Auftrag - Zähle alles auf, was man laut dem Text über Monika Kritzmöller von ihrem Wohnzimmer aus sieht.

Textauszug -
___

«Jedes Aussehen ist eine Entscheidung»

Frau Kritzmöller ist Privatdozentin und unterrichtet Soziologie. prisma hat sie eine private Einführung in ihre Welt der Eitelkeiten und des Stils gegeben.

Wir besuchen Monika Kritzmöller vormittags in einem Jugendstil-Haus in der Nähe des Stadtparks. Sie liebt ihre Wohnung: Der Fussboden im Eingangsbereich besteht aus schwarzem Terrazzo mit weissen Rauten, ihr Wohnzimmer hinter einer Samttür gleicht einem zeitgemässen Salon. Von dort hat man einen wunderbaren Ausblick auf den gegenüberliegenden Hügel mit der Universität und leider auch auf das sperrige Kantonsspital: «Das sieht man zum Glück nicht mehr, sobald die Bäume wieder Laub tragen.» Mitten in der Stube steht ein Druckstock, den sie gelegentlich auch selbst zum Einsatz bringt: Sie zeigt uns eine Radierung mit Gänsemotiv, welche sie als Weihnachtskarte gedruckt und verschickt hat. Es ist der erste von verschiedenen Gegenständen, mit denen sie uns ihre stilvolle und schöne Alltags Welt näherbringt.

___

Zeilen des Datensatzes -
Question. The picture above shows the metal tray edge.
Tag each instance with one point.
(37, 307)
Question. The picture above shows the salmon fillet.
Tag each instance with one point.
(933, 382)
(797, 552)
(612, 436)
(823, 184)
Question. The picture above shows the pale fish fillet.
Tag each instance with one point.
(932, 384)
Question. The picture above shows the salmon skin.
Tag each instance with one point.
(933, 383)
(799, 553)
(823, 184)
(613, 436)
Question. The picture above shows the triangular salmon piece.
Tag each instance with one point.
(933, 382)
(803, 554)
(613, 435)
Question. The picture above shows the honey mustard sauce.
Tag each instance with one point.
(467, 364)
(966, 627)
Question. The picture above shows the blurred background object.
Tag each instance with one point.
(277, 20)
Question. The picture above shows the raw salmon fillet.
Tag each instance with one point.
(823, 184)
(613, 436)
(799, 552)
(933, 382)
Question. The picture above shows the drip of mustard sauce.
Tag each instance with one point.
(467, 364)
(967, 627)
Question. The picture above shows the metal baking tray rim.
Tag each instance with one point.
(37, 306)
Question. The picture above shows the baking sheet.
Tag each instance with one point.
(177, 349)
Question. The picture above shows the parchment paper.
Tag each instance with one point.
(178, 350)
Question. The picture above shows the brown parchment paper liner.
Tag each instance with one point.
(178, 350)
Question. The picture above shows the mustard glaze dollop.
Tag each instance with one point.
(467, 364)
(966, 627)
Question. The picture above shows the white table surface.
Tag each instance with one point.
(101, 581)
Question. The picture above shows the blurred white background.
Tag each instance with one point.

___

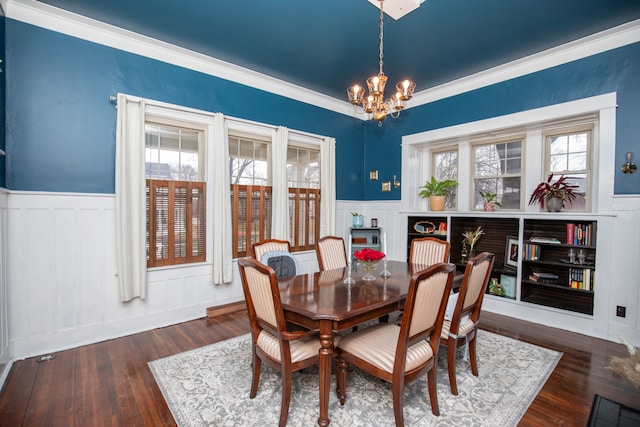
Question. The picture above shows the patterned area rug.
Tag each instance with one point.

___

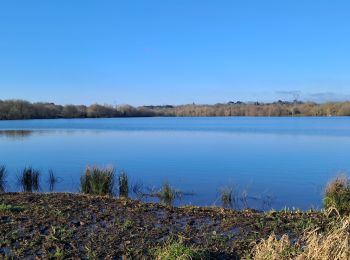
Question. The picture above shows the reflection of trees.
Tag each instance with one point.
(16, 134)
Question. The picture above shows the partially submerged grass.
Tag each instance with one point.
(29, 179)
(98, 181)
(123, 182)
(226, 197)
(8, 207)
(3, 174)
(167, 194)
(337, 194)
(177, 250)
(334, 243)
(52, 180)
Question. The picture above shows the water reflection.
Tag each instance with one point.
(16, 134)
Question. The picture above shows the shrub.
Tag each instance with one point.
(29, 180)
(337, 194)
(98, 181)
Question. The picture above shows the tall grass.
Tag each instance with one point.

___

Antwort zur Aufgabe - den gegenüberliegenden Hügel, die Universität und das Kantonsspital